§ **PASSAGE PROVIDED**:
But some of us get it out of building a business. And it has to be enormously important, what kind of a home it finds. And there comes a time, in many situations, for estate taxes, or because the kids don’t get along, or whatever the hell it may be, why people need to do something with that business. But they don’t want it auctioned off. And we get — we have a good home for that. I think I can tell pretty well what people’s motivations are when they come in with a business. And so far, we’ve batted pretty well. We’ve made mistakes. There’s no question about that. But in a sense, I think they’ve gotten fewer over the years. And we have — our disappointments with people have been very, very few. We’ve been wrong about the economics of the business sometimes. But that’s our mistake, not theirs. We’ve seldom been wrong about the people. And I wish I could give you a checklist that you could go down, and you could say, “Well, this guy loves the money.
So he’s going to be gone in six months. And this one loves the business. So as long as I leave him alone to do his job and appreciate what he does, be fair with him, that he’s going to stay around here as long as he can.” Charlie, have you got any thoughts on how you separate these people out?
CHARLIE MUNGER: I think our culture is very old fashioned. In other words, I think it’s Ben Franklin and Andrew Carnegie. It’s very old fashioned. And what I think is amazing about Berkshire is how well these very old-fashioned ideas still work. Can you imagine Andrew Carnegie calling in a compensation consultant or — (laughter) — an investment banker to tell him whether he should buy another steel mill? Or — We don’t get imitated much. We’re imitating the behavior of a period that has been gone for a long time. But, I don’t see — a lot of the businesses we buy are kind of cranky like us and old fashioned. And I hope we continue it that way.
WARREN BUFFETT: They’re sitting out there, Charlie. (Laughter)
CHARLIE MUNGER: Yeah, yeah. Well, but I think the businesses do have standards. See’s has standards. It has its own personality. But it’s — but maintaining standards is a huge part of it.
WARREN BUFFETT: Charlie hit on one thing. The idea of asking investment bankers or somebody to evaluate the businesses you’re going to buy, I mean, that strikes us as idiocy. If you don’t know enough about a business to decide whether to buy it yourself, you’d better forget it. It does not make sense. (Applause) You bring in somebody who’s going to get a very large check if you buy it, and a very small check if you don’t, that displays a faith in human nature that would strain Charlie and me. (Laughter) It’s a key point, which you raise. And frankly, if I think there’s anything we’re good at, I think we’re pretty good at what you’re talking about there. It’s an important part of capital allocation. Because we do not — we are not in a position to manage the businesses ourselves. And we want management as well as the business. And we’ve gotten it. And we’ve gotten it in spades from people that stay on and have done a terrific job for us.

§ **WHAT YOU NEED TO DO**: In the transcript above, which two historical figures does Charlie Munger connect with Berkshire's old-fashioned culture?

§ **DATA UNDER STUDY**:
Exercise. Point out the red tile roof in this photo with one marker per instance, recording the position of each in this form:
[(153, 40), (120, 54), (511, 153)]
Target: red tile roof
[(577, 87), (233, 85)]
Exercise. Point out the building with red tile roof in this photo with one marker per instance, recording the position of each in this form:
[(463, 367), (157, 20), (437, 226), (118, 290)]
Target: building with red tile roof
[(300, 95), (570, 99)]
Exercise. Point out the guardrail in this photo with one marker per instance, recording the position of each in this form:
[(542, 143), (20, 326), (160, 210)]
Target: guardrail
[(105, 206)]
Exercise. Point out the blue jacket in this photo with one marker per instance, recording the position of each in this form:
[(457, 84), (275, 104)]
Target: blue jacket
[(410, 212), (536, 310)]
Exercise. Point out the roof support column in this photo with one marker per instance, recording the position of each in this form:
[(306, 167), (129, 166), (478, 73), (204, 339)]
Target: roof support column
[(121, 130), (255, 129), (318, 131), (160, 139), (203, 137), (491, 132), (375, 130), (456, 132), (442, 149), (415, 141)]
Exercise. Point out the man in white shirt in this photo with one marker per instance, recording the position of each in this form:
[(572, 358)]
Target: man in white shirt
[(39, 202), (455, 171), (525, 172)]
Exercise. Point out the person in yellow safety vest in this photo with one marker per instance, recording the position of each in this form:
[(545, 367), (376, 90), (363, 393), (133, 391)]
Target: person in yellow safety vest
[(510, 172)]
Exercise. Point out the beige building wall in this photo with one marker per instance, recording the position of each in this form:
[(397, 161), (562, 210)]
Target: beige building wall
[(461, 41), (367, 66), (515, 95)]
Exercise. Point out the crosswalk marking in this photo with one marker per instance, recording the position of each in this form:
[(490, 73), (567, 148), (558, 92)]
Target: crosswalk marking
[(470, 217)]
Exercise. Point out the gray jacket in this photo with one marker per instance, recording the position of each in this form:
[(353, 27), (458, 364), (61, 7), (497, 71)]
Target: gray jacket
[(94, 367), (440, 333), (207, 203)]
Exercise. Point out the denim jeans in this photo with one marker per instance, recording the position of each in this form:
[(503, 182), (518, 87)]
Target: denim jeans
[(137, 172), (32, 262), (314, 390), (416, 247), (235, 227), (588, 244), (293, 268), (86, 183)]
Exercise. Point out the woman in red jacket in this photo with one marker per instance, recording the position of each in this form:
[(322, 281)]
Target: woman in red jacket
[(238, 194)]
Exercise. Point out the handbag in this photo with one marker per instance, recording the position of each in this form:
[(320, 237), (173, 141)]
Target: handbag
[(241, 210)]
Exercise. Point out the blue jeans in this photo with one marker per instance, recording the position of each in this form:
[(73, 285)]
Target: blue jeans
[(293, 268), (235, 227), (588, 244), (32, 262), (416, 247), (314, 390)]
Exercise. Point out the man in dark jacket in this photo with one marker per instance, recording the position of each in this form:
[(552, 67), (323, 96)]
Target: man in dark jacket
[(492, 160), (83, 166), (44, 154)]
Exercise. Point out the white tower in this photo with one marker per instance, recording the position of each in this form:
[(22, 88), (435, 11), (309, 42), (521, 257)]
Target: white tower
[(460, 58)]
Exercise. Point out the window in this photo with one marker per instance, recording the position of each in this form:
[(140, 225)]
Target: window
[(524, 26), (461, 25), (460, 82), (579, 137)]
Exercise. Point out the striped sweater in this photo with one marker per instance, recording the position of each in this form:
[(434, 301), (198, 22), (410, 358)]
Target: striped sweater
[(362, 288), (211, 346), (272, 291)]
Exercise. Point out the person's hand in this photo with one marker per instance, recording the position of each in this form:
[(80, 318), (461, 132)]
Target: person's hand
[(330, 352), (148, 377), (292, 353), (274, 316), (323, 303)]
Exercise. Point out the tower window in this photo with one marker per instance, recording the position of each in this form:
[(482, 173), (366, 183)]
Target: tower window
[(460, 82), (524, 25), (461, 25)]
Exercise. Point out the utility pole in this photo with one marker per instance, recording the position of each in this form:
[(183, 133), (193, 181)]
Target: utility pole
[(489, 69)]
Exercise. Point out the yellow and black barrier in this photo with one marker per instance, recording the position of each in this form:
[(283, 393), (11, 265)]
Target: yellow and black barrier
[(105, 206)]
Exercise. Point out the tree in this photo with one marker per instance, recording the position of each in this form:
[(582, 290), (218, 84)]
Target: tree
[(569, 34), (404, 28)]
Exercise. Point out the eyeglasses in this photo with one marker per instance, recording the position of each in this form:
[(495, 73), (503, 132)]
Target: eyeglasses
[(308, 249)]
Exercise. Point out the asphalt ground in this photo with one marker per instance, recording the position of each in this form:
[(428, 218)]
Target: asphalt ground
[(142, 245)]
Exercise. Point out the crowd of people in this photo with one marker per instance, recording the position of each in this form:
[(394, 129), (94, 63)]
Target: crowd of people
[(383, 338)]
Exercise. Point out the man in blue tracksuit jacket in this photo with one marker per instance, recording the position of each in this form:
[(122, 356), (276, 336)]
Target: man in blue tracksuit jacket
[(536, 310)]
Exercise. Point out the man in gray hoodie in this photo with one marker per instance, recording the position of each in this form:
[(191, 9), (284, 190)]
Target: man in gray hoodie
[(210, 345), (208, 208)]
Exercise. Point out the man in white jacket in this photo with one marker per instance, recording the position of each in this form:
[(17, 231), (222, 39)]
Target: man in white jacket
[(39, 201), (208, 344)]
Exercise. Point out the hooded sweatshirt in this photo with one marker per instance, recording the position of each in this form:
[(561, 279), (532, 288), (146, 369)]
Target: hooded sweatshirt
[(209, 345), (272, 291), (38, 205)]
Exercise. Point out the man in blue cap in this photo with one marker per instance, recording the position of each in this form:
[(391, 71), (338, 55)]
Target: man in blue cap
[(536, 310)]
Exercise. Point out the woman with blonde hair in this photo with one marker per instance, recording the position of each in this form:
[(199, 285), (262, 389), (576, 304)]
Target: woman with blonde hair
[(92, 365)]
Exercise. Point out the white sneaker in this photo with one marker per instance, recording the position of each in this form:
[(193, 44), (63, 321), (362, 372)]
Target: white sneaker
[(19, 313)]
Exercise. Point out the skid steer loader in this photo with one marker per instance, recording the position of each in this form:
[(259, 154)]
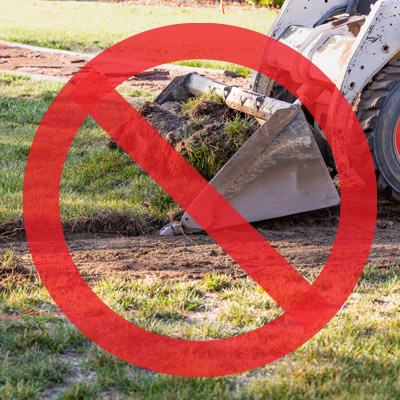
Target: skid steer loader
[(285, 167)]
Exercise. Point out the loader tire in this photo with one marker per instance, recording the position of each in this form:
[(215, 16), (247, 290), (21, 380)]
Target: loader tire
[(378, 111)]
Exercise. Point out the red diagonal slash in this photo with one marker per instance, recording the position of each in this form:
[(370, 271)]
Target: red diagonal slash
[(192, 192), (308, 308)]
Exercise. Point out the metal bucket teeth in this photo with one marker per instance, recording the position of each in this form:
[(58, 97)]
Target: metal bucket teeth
[(278, 171)]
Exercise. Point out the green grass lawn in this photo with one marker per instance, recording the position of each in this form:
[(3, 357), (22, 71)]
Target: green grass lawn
[(95, 26), (356, 356), (95, 180)]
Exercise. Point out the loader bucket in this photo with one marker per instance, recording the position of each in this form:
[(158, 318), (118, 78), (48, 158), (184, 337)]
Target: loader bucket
[(279, 171)]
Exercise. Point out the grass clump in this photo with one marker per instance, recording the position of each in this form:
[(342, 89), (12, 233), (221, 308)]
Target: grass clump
[(214, 133)]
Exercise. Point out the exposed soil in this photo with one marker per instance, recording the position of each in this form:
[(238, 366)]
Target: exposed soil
[(64, 65), (305, 240)]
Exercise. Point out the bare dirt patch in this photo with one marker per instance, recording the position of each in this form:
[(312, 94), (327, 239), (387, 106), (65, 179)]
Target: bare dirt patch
[(66, 64), (304, 240)]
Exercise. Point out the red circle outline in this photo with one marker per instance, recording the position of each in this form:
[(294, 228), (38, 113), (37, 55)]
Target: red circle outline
[(81, 96), (397, 139)]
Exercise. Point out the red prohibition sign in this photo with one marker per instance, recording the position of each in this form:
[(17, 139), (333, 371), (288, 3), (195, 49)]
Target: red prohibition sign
[(308, 308)]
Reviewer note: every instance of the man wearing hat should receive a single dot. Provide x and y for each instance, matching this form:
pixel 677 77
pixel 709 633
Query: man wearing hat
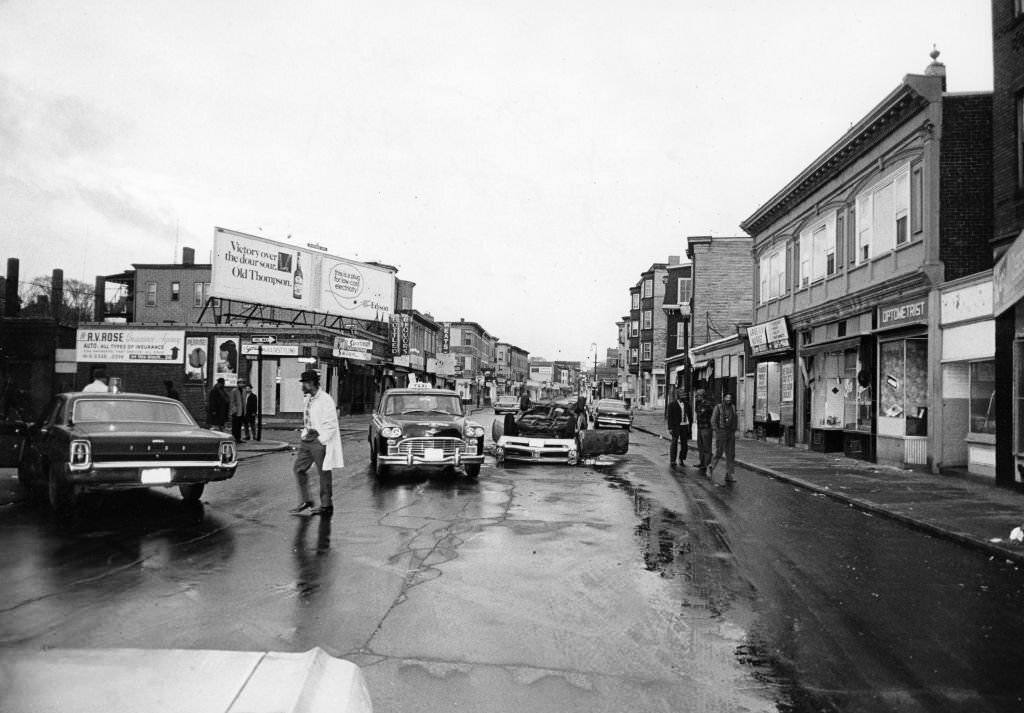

§ **EXERCISE OUTPUT**: Ben Franklin and Andrew Carnegie.